▸ **What the exercise asks**
Rewrite all the items below, changing every occurrence of "snug" to "tight" and leaving everything else as it stands.

** begin Supplied entries **

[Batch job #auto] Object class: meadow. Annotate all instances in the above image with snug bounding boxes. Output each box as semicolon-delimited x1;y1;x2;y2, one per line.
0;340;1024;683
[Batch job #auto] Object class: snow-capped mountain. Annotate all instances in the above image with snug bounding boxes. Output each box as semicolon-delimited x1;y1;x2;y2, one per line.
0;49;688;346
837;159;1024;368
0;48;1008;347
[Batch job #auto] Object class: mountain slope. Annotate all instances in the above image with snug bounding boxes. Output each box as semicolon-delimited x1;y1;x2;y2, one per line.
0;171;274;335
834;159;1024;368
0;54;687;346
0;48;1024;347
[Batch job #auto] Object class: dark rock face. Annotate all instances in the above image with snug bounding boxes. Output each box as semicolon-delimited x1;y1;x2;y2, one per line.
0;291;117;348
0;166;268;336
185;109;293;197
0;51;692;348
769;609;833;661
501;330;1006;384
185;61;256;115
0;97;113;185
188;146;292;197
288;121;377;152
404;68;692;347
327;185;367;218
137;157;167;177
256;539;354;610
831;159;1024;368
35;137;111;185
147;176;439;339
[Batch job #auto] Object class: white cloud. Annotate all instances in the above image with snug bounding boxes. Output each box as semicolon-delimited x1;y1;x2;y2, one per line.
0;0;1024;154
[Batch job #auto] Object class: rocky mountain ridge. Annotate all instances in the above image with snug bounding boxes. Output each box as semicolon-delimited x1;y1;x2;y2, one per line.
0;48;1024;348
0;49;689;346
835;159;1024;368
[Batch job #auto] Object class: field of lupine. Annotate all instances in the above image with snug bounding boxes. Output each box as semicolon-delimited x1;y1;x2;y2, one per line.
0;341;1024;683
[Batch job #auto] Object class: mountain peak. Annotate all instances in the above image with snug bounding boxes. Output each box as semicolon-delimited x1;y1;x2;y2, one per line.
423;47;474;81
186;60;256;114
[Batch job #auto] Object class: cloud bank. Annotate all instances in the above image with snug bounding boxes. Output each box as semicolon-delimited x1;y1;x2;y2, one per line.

** end Supplied entries **

▸ **Correct answer**
[Batch job #auto] Object class: meadow. Annotate all instances in the above image with tight bounding boxes. Output each box as semicolon-delimited x1;y1;x2;y2, one per line.
0;340;1024;683
[Batch job #auto] Object class: snow-capped mountain. Annotate all instances in the above image with tight bounding boxes. Output each box as semicolon-delimited x1;y1;x2;y2, one per line.
0;49;688;346
837;159;1024;368
0;48;1008;347
[Batch job #auto] Object class: mountain slope. Annotate all instances in the above image with tight bounding boxes. Output each box as semicolon-delimited x1;y1;x2;y2, one per line.
0;171;274;335
834;159;1024;368
0;54;687;346
0;48;1024;347
[Batch job #auto] Object class: dark rock face. Annotate all instances in the above image with tight bounding boxes. Output each box as semicolon-delimited x1;y1;x2;y2, one per line.
0;291;117;348
0;166;268;336
185;109;293;197
0;51;692;348
769;609;833;661
501;330;1006;384
185;61;256;115
0;97;113;185
188;146;292;197
288;121;377;152
404;68;692;347
327;185;367;218
137;157;167;177
256;539;354;610
831;159;1024;368
35;137;111;185
147;176;439;339
[Batch job #auto] Object class: white cloud. Annotate all instances in the above image with tight bounding boxes. Output each box as semicolon-delimited x1;y1;x2;y2, one per line.
0;0;1024;154
[Batch job #auto] Object class: rocky mountain ridge. Annotate all instances in the above image with tight bounding boxes. Output each box as semicolon-delimited x1;y1;x2;y2, one per line.
0;48;1024;348
0;49;689;346
835;159;1024;368
[Batch job #auto] Object class: field of lupine. Annotate all instances in the above image with tight bounding boxes. Output each box as semicolon-delimited x1;y1;x2;y2, one per line.
0;341;1024;683
[Batch job #auto] Object class: mountain peak. Annotate all instances in the above image with tight bounding boxes. Output each box as semicolon-delimited x1;y1;x2;y2, one per line.
423;47;474;81
186;60;256;114
[Batch job #auto] Object class: cloud bank. Annotate all instances in the above image with tight bounding boxes. Output each box as semicolon-delimited x1;y1;x2;y2, one per line.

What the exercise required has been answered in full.